(Location labeling data)
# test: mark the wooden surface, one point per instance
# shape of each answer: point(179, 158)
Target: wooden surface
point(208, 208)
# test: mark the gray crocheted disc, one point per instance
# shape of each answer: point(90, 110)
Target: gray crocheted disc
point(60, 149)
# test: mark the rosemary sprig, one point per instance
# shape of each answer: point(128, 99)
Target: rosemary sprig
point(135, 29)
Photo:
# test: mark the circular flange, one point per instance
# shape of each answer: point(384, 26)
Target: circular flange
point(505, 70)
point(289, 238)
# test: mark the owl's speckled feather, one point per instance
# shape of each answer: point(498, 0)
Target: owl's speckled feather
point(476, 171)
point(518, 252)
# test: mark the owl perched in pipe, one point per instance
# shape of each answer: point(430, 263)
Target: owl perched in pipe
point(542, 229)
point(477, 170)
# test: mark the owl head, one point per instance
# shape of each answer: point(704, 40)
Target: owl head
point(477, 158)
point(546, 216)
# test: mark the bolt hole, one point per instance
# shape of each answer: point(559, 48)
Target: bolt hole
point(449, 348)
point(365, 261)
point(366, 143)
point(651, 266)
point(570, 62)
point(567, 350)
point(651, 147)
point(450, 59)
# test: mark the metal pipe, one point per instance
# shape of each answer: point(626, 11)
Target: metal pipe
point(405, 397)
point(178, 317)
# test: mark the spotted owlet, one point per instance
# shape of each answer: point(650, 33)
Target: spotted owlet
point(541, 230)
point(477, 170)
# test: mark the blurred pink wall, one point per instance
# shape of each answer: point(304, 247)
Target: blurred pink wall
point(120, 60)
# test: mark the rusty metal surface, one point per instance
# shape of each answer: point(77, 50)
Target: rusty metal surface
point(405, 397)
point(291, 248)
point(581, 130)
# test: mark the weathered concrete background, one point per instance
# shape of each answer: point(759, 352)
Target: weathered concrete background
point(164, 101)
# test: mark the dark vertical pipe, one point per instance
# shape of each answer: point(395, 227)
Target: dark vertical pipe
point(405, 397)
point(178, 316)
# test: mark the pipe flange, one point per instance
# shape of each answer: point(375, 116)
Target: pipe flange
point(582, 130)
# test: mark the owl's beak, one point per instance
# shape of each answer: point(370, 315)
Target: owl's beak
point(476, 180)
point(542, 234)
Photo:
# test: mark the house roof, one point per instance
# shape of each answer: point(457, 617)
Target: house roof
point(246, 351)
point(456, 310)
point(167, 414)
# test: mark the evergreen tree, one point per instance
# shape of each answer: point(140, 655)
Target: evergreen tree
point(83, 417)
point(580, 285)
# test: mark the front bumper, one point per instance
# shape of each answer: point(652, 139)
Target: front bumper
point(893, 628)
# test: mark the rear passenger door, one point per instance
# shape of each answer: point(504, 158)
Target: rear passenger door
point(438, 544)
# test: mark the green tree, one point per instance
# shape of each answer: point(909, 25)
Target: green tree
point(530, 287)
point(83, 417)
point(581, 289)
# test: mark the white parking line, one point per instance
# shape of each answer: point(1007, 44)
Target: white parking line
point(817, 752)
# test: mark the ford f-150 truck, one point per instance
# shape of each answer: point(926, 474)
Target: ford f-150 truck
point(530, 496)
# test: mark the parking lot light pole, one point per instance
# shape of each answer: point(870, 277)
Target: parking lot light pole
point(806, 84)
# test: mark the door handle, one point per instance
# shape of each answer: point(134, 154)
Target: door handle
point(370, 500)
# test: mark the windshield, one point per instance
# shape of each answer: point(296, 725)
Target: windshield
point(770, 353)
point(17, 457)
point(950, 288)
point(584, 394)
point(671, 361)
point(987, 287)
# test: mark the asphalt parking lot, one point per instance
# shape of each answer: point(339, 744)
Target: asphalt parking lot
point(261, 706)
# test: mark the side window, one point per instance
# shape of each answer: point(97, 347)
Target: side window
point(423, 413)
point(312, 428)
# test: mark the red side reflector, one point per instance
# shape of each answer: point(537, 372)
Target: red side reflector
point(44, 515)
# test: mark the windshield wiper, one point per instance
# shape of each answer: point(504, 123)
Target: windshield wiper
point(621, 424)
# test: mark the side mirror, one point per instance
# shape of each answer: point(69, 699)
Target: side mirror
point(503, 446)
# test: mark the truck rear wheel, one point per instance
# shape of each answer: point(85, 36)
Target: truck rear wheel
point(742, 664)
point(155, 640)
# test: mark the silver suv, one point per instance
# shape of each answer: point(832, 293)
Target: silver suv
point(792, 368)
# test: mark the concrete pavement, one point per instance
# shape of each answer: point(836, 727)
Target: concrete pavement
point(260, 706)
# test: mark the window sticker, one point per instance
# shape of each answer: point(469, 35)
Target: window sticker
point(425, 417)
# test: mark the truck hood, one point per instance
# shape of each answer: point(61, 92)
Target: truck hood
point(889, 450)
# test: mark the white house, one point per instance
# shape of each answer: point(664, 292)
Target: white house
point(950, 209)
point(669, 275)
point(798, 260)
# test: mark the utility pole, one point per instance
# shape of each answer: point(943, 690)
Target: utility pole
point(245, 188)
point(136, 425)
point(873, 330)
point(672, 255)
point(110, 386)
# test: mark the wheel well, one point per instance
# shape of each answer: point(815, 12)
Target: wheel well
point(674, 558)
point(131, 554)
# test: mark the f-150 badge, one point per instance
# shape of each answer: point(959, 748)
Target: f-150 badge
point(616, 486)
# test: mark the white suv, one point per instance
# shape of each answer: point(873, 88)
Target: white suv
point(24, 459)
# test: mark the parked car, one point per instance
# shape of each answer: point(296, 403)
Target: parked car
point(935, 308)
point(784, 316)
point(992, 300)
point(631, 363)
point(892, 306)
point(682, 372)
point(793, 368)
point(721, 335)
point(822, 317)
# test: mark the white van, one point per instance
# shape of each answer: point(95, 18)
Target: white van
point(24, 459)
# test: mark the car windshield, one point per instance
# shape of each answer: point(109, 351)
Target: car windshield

EXERCISE OBJECTIVE: Copy out all of the data above line for line, with no changes.

EXERCISE OUTPUT:
# test: mark the wooden surface, one point per instance
# shape of each answer: point(179, 158)
Target: wooden surface
point(208, 208)
# test: mark the gray crocheted disc, one point per instance
# shape of each answer: point(90, 110)
Target: gray crocheted disc
point(60, 149)
# test: mark the rosemary sprig, one point per instance
# shape of each answer: point(128, 99)
Target: rosemary sprig
point(135, 29)
Photo:
# test: mark the circular flange, one point per instance
# shape of each answer: point(384, 26)
Target: circular flange
point(505, 70)
point(289, 238)
# test: mark the owl's speckled feather, one point per instance
# shape of each answer: point(498, 0)
Target: owl's speckled feather
point(476, 171)
point(518, 252)
# test: mark the owl perched in pipe, one point per instance
# shape of each answer: point(430, 263)
Target: owl perched in pipe
point(542, 229)
point(477, 170)
# test: mark the owl head, one point per instance
# shape of each answer: point(704, 40)
Target: owl head
point(477, 158)
point(546, 216)
# test: mark the bolt hole, one point per instance
# shape of each answer: point(559, 48)
Target: bolt hole
point(449, 348)
point(365, 261)
point(366, 143)
point(651, 266)
point(570, 62)
point(567, 350)
point(651, 147)
point(450, 59)
# test: mark the metal pipe, one point per instance
# shape of each answer: point(626, 11)
Target: metal pipe
point(405, 397)
point(178, 317)
# test: mark the spotted owlet, one point per instance
# shape of each answer: point(650, 33)
Target: spotted owlet
point(541, 230)
point(477, 170)
# test: mark the blurred pink wall, one point per instance
# shape of each answer: point(304, 247)
Target: blurred pink wall
point(120, 60)
# test: mark the rusty metal surface, one point per instance
# shape of each answer: point(77, 50)
Target: rusty metal surface
point(405, 397)
point(291, 248)
point(581, 130)
# test: mark the weathered concrete background, one point per instance
# shape of each answer: point(759, 352)
Target: weathered concrete background
point(164, 101)
# test: mark the dark vertical pipe, one point per instance
# shape of each answer: point(395, 227)
Target: dark vertical pipe
point(405, 397)
point(178, 316)
# test: mark the pipe flange, one point per instance
# shape of each answer: point(375, 116)
Target: pipe flange
point(582, 130)
# test: mark the owl's beak, one point per instance
# shape of each answer: point(370, 315)
Target: owl's beak
point(476, 180)
point(542, 234)
Photo:
# test: mark the house roof, one point per instance
# shape of each answer: point(457, 617)
Target: house roof
point(246, 351)
point(456, 310)
point(167, 414)
# test: mark the evergreen tree, one point per instance
# shape of each answer: point(140, 655)
Target: evergreen tree
point(83, 417)
point(580, 285)
# test: mark the front bumper, one point per instance
# shape of each answer: point(652, 139)
Target: front bumper
point(893, 628)
# test: mark the rear passenger door, one point per instance
# shape of each answer: point(504, 158)
Target: rear passenger door
point(438, 544)
# test: mark the green tree, one point per instance
# shape of each answer: point(909, 25)
Target: green tree
point(530, 287)
point(83, 417)
point(581, 289)
# test: mark the white parking line, one point per instance
# shape of each answer: point(1007, 44)
Target: white parking line
point(817, 752)
# test: mark the ford f-150 truck, one point per instance
# shape of each answer: point(926, 474)
Target: ford f-150 truck
point(530, 496)
# test: mark the parking lot light pole, one point per instance
# shape of each answer: point(870, 277)
Target: parking lot light pole
point(806, 84)
# test: mark the door handle, one point per instance
# shape of each answer: point(134, 154)
Target: door handle
point(370, 500)
# test: mark the windshield, one point per instance
# shape of each answer: point(296, 725)
Target: windshield
point(770, 353)
point(17, 457)
point(950, 288)
point(584, 394)
point(671, 361)
point(987, 287)
# test: mark the asphalt parking lot, one point per instance
# shape of each answer: point(339, 744)
Target: asphalt parking lot
point(261, 706)
# test: mark the side window, one point per instance
# shape of each answer: point(97, 347)
Target: side window
point(423, 413)
point(312, 428)
# test: mark the red side reflector, one point per instance
# shape of each answer: point(537, 372)
Target: red side reflector
point(44, 515)
# test: mark the windshield wiper, one point per instance
# shape of each answer: point(504, 123)
Target: windshield wiper
point(621, 424)
# test: mark the side mirror, one point per instance
# shape of each answer: point(69, 699)
Target: side mirror
point(503, 446)
# test: mark the truck rear wheel, one point per instance
# shape of each answer: point(85, 36)
Target: truck rear wheel
point(742, 664)
point(155, 640)
# test: mark the silver suv, one point per instance
# shape of each answer: point(832, 293)
Target: silver suv
point(792, 368)
# test: mark the concrete pavement, one point per instance
# shape of each answer: point(836, 727)
Target: concrete pavement
point(260, 706)
# test: mark the window sticker, one point per instance
# shape of each answer: point(469, 35)
Target: window sticker
point(425, 417)
# test: mark the truck hood, one point per instance
# shape of each answer: point(61, 92)
Target: truck hood
point(889, 450)
# test: mark the white house, one point per instance
# shape of each answer: point(664, 292)
Target: white house
point(950, 209)
point(669, 275)
point(798, 260)
# test: mark the utility pole, one point per instance
# shape of each answer: point(943, 690)
Target: utility pole
point(245, 188)
point(136, 425)
point(873, 330)
point(672, 255)
point(110, 386)
# test: mark the wheel well, one point per instance
# shape of each answer: point(815, 12)
Target: wheel well
point(674, 558)
point(131, 554)
# test: mark the f-150 badge, one point per instance
# shape of each answer: point(959, 748)
Target: f-150 badge
point(616, 486)
# test: mark the white suv, one point per instance
# shape of each answer: point(873, 88)
Target: white suv
point(24, 459)
# test: mark the parked car, one point per instance
# shape of each answer: point(296, 403)
Target: parked car
point(935, 308)
point(784, 316)
point(992, 300)
point(631, 363)
point(892, 306)
point(682, 372)
point(793, 368)
point(721, 335)
point(822, 317)
# test: mark the white van, one point per instance
# shape of each answer: point(95, 18)
Target: white van
point(24, 459)
# test: mark the car windshield, one point per instance
# shape of each answer: point(109, 351)
Target: car windshield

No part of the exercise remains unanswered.